Dataset records about object locations:
··········

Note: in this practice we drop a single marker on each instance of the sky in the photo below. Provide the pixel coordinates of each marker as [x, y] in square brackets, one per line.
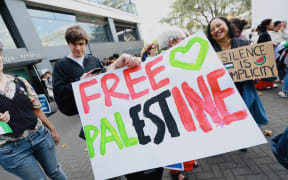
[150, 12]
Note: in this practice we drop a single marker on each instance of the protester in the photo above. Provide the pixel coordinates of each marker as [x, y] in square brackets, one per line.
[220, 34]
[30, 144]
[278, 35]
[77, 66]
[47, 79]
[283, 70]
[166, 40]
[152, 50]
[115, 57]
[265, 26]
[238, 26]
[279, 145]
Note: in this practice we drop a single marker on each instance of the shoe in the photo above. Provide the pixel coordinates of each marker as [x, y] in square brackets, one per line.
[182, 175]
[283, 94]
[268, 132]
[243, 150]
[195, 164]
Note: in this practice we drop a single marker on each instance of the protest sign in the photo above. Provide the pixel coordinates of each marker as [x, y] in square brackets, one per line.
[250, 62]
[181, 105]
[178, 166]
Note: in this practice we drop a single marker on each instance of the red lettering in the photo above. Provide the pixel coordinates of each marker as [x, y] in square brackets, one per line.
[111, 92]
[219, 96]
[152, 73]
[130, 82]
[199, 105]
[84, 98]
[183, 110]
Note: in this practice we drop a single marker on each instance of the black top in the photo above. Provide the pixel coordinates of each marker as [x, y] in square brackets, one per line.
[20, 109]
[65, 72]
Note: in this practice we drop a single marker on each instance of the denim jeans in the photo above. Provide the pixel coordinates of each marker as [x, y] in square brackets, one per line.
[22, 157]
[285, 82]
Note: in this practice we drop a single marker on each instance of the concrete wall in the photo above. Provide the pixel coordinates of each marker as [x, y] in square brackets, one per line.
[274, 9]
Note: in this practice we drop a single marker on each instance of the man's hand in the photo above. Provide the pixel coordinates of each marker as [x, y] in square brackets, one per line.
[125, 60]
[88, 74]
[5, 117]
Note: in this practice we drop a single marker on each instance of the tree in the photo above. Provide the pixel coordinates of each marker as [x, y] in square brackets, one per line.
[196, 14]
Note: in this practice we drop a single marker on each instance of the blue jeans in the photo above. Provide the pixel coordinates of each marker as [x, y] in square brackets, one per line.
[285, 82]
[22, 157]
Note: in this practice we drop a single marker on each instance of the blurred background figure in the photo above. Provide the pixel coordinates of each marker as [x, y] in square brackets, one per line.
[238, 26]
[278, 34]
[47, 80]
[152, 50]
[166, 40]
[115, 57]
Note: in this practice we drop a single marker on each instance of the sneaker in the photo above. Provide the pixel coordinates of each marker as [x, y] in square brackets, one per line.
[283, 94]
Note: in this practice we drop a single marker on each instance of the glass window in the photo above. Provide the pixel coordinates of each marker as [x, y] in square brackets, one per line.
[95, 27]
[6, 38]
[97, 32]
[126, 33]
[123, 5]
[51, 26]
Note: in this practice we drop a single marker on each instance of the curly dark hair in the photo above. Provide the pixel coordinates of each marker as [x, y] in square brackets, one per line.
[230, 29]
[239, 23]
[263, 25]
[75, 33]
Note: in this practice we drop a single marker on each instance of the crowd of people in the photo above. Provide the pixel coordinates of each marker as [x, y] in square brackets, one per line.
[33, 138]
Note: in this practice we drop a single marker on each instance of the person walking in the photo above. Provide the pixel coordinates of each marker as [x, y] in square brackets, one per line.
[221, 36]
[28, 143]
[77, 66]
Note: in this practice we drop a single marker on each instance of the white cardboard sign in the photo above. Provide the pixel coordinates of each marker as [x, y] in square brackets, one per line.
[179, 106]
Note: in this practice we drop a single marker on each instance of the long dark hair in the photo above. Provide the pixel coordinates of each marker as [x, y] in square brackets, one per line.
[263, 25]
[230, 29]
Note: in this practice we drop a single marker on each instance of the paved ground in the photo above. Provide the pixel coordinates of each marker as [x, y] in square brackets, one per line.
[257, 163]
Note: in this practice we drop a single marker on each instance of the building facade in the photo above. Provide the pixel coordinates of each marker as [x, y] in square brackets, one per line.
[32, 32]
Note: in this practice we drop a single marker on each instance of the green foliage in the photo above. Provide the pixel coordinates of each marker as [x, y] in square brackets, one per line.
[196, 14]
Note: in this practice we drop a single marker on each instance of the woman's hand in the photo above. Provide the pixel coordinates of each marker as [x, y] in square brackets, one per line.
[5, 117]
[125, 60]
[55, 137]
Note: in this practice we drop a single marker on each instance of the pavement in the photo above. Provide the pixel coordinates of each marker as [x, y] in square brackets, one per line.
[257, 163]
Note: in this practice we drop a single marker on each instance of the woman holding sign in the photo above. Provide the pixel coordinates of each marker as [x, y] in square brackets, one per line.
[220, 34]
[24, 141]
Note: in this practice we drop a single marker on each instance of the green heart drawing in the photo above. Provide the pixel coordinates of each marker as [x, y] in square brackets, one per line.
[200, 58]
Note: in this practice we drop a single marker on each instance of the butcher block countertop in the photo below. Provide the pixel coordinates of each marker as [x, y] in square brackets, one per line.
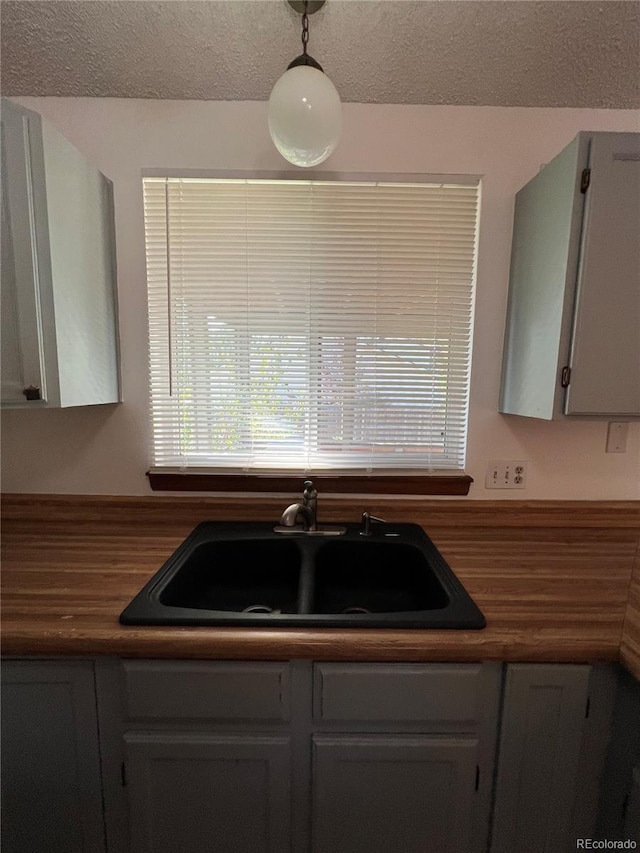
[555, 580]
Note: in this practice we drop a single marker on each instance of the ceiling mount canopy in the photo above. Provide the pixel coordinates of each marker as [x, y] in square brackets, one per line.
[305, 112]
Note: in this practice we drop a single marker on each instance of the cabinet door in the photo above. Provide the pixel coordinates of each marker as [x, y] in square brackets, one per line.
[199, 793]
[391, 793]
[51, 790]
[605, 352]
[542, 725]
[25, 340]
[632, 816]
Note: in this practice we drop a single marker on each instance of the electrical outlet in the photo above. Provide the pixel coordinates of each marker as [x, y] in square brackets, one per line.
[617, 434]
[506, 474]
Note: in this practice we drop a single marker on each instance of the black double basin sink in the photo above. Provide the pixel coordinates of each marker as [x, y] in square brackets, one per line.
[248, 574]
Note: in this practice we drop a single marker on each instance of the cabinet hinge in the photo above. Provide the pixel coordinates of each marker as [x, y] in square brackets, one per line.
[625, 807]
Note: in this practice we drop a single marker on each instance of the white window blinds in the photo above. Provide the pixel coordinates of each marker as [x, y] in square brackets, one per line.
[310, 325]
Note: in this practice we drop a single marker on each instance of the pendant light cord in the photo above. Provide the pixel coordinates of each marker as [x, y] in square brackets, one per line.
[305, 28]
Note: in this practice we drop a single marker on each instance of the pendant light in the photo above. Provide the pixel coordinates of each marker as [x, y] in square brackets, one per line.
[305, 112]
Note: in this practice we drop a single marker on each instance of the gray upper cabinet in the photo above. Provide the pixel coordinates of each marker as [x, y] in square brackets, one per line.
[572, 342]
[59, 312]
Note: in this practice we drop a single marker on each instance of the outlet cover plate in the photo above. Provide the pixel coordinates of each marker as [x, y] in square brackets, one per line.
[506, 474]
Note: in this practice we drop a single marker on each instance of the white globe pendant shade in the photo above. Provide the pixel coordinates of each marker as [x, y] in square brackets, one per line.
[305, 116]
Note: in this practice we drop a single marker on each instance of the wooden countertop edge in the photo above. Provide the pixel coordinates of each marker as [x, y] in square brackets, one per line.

··········

Work required> Reproduce the records above exactly, starting with the line that contains "pendant light in" and ending with the last line.

The solution>
Note: in this practice we drop a single marker on each instance of the pendant light in the photo above. Provide the pixel coordinates of each marker as [x, y] in square brackets, one per line.
[305, 112]
Note: in this practice we drop a single marker on each instance of the gray upper cabinet in the photo above. Provide the pixel coordinates of each marker as [x, y] in square brackets, one per line.
[572, 342]
[59, 312]
Note: in this practice we drop a single marker on each instance of the outlet cover plate in the photo above. Provide the pixel coordinates of each marker as [x, y] in square brackets, one per line.
[506, 474]
Note: in this practice we drop a single marker on each instance of the white globe pendant shade in the photo above. Provide the pixel coordinates of each marker as [x, y] in square brackets, one per line.
[305, 116]
Note: in this practice we drop a single marker on each instance of the wooden countertop edge in the photo above. Provide the pixel coordinates of each marker as [x, y] in square brackets, one per line.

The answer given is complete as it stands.